→ **Work request**:
Line by line, please look for the word "below" in the following records, then copy each line you find it in.

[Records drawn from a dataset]

***

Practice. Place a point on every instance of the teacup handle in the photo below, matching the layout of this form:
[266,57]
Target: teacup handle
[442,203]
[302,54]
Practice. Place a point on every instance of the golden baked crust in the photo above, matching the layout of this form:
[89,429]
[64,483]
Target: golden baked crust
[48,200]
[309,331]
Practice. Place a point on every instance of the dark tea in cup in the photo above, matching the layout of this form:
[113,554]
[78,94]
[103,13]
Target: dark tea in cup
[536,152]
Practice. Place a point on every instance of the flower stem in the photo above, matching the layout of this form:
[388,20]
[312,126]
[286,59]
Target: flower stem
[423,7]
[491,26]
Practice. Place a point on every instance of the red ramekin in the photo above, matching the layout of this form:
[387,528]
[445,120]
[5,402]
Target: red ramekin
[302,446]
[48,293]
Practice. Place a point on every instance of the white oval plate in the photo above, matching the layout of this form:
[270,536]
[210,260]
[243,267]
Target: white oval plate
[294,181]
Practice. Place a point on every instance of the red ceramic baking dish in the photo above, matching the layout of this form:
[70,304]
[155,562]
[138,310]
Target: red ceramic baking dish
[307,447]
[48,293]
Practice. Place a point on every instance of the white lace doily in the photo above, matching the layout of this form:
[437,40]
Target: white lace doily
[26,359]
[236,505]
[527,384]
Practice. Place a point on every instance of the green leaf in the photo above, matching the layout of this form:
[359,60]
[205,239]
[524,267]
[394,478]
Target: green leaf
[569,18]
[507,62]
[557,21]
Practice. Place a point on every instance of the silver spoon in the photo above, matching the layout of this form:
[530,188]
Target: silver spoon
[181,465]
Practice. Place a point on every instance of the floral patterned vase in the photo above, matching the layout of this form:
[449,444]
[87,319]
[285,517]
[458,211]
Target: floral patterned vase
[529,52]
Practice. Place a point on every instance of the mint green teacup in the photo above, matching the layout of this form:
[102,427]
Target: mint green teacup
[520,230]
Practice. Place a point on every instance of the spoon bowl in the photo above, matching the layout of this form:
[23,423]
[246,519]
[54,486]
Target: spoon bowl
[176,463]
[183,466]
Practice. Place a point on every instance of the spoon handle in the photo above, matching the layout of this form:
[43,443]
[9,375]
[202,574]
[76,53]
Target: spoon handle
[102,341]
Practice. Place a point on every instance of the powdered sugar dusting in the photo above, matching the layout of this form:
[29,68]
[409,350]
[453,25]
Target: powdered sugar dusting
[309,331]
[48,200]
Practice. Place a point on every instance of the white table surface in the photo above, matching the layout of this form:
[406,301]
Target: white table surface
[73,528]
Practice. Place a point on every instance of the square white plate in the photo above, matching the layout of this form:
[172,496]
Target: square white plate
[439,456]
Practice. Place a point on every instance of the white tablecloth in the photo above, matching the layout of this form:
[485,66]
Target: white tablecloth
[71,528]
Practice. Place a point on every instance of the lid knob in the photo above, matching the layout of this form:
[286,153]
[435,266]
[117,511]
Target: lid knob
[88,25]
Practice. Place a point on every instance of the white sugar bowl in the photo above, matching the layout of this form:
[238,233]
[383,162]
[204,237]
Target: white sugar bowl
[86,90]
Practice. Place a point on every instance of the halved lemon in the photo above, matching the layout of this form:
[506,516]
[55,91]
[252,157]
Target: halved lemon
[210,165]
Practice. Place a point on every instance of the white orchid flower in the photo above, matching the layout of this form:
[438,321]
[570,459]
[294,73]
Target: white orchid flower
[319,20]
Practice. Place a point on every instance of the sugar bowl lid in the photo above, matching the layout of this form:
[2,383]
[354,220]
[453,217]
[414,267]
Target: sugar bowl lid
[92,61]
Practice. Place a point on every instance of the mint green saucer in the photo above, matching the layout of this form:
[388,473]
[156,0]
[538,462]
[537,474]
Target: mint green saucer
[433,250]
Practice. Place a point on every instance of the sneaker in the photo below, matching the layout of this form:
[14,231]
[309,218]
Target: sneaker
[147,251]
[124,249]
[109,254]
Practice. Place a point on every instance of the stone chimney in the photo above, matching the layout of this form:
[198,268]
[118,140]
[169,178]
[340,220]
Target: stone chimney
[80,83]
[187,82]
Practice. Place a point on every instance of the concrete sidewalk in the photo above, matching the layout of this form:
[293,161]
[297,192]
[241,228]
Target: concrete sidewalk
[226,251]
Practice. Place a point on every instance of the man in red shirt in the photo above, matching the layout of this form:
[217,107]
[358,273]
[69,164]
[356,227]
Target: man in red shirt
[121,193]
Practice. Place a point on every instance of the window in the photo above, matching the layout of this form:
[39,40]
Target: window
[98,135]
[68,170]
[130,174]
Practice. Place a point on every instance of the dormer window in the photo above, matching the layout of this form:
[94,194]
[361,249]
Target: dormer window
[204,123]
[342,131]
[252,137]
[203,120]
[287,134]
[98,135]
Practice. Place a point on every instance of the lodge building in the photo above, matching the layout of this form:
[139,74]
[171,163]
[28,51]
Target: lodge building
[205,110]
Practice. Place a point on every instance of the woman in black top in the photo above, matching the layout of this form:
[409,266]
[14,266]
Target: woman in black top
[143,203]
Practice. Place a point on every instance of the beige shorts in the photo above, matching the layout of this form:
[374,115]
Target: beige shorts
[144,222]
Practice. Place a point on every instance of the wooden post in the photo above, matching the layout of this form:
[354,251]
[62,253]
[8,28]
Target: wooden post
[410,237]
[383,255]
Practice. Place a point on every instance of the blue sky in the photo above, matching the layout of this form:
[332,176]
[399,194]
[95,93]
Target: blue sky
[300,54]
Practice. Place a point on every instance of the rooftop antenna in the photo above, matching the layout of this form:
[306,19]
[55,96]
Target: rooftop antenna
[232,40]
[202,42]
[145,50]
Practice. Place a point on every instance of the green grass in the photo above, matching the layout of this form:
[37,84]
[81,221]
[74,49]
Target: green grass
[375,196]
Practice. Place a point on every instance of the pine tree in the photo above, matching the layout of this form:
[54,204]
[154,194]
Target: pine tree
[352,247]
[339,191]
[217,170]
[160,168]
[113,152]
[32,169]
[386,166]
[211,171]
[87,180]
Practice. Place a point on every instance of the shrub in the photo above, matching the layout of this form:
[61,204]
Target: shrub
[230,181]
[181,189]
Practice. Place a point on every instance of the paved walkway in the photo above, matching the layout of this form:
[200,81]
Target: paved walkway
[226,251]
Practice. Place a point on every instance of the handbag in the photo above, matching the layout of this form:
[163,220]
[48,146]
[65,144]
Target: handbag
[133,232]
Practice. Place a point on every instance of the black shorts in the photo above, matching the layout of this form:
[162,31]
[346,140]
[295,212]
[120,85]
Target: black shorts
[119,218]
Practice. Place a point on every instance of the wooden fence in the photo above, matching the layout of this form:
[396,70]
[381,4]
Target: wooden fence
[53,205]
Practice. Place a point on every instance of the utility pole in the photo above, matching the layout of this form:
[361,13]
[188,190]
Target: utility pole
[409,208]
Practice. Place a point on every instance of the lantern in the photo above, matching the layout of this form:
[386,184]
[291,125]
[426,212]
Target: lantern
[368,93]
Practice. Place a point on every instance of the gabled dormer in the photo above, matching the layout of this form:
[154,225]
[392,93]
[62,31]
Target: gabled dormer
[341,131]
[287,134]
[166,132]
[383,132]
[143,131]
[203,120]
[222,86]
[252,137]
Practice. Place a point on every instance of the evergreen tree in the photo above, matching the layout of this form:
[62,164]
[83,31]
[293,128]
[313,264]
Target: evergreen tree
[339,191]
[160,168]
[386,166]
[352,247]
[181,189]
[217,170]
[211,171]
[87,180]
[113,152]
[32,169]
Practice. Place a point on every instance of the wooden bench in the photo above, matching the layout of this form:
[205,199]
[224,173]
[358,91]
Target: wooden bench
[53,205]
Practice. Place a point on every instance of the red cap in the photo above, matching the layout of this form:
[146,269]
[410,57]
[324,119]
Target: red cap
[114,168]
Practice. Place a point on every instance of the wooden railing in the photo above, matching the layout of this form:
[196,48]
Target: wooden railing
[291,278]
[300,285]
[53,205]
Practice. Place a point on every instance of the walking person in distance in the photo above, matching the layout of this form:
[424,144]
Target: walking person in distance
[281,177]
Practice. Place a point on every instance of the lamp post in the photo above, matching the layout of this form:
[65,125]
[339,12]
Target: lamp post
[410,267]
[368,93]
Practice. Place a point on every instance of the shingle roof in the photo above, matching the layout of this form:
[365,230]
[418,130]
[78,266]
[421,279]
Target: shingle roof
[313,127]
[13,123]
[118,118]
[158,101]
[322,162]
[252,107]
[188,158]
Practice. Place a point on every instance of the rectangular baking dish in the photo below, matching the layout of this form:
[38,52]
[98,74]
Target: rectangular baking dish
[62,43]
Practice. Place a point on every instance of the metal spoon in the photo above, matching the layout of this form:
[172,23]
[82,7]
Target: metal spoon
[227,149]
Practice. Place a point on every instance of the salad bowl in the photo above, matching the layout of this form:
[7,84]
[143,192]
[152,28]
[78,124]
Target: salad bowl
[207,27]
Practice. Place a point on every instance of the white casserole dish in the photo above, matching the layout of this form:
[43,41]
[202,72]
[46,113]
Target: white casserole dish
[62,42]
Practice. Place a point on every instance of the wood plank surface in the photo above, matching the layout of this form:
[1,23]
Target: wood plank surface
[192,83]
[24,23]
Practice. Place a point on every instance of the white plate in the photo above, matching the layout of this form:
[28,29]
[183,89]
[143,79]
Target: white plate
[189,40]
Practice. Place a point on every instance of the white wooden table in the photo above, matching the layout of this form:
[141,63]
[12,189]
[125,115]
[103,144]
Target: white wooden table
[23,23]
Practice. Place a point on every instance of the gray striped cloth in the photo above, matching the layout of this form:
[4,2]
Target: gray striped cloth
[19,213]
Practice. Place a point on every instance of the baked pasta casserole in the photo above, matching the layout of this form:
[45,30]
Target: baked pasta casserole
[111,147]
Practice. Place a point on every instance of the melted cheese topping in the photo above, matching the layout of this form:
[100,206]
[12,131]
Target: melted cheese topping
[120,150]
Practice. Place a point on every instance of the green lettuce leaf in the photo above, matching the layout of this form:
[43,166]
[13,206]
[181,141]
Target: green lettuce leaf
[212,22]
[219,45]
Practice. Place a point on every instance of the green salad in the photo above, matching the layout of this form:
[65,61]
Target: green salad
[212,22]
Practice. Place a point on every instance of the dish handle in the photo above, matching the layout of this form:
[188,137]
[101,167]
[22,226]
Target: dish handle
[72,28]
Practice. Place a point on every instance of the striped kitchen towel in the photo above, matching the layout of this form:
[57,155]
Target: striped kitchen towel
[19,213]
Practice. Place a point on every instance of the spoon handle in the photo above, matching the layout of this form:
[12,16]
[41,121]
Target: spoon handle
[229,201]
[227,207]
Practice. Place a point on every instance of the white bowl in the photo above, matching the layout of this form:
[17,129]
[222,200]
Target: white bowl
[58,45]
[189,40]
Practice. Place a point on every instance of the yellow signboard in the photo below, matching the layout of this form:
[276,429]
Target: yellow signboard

***

→ **Written answer**:
Practice. Place a point on every instance of the teacup handle in the photo below, matching the layout of this form:
Practice. Place a point on every instance of the sneaker in the photo below, matching the layout of this form:
Practice. Place a point on every instance of the rectangular baking dish in the photo below, matching the layout of this form:
Practice. Place a point on every instance of the yellow signboard in the photo below, matching the layout of this form:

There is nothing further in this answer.